The point of intersection of the straight lines $\mathrm{r} = \left(3\hat{\mathrm{i}} - 4\hat{\mathrm{j}} + 5\hat{\mathrm{k}}\right) + \mathrm{\lambda }\left(- \hat{\mathrm{i}} - 2\hat{\mathrm{j}} + 2\hat{\mathrm{k}}\right)$ and $\frac{3 - \mathrm{x}}{- 1} = \frac{\mathrm{y} + 4}{2} = \frac{\mathrm{z} - 5}{7}$ is

• (- 3, - 4, - 5)

• (- 3, 4, 5)

• (- 3, 4, - 5)

• (3, - 4, 5)

## Data lines
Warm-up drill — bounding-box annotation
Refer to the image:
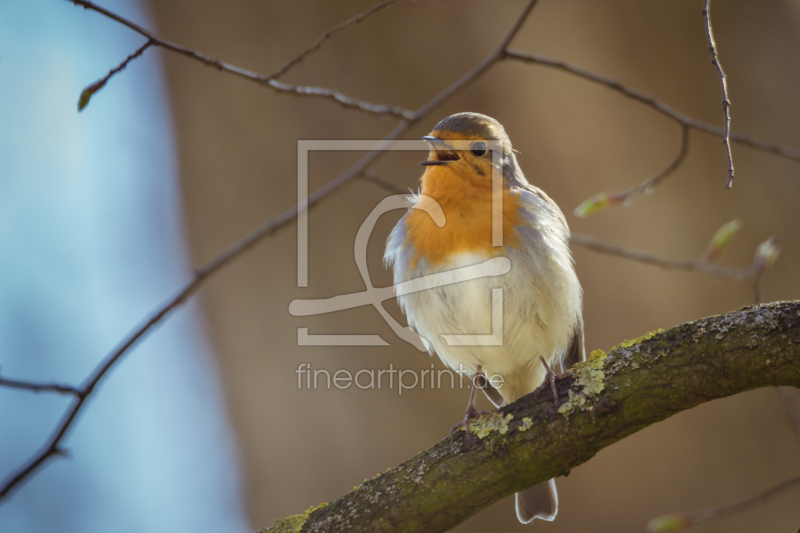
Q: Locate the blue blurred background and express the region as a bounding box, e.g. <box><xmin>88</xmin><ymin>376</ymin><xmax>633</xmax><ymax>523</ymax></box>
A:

## Tasks and exercises
a: List every answer choice offered in the line intersection problem.
b: In the line intersection problem, which vector is multiplied by λ in the equation of the first line?
c: Continue the line intersection problem from where it stops.

## Responses in order
a:
(−3, −4, −5)
(−3, 4, 5)
(−3, 4, −5)
(3, −4, 5)

b: −î − 2ĵ + 2k̂

c:
The vector equation of the straight line $\frac{\mathrm{x} - 2}{- 1} = \frac{\mathrm{y}}{- 3} = \frac{1 - \mathrm{z}}{2}$ is

• $\mathrm{r} = \left(2\hat{\mathrm{i}} + \hat{\mathrm{k}}\right) + \mathrm{t}\left(\hat{\mathrm{i}} + 3\hat{\mathrm{j}} + 2\hat{\mathrm{k}}\right)$

• $\mathrm{r} = \left(2\hat{\mathrm{i}} - \hat{\mathrm{k}}\right) + \mathrm{t}\left(\hat{\mathrm{i}} - 3\hat{\mathrm{j}} - 2\hat{\mathrm{k}}\right)$

• $\mathrm{r} = \left(2\hat{\mathrm{i}} + \hat{\mathrm{k}}\right) + \mathrm{t}\left(\hat{\mathrm{i}} - 3\hat{\mathrm{j}} + 2\hat{\mathrm{k}}\right)$

• $\mathrm{r} = \left(2\hat{\mathrm{i}} + \hat{\mathrm{k}}\right) + \mathrm{t}\left(\hat{\mathrm{i}} - 3\hat{\mathrm{j}} - 2\hat{\mathrm{k}}\right)$

173.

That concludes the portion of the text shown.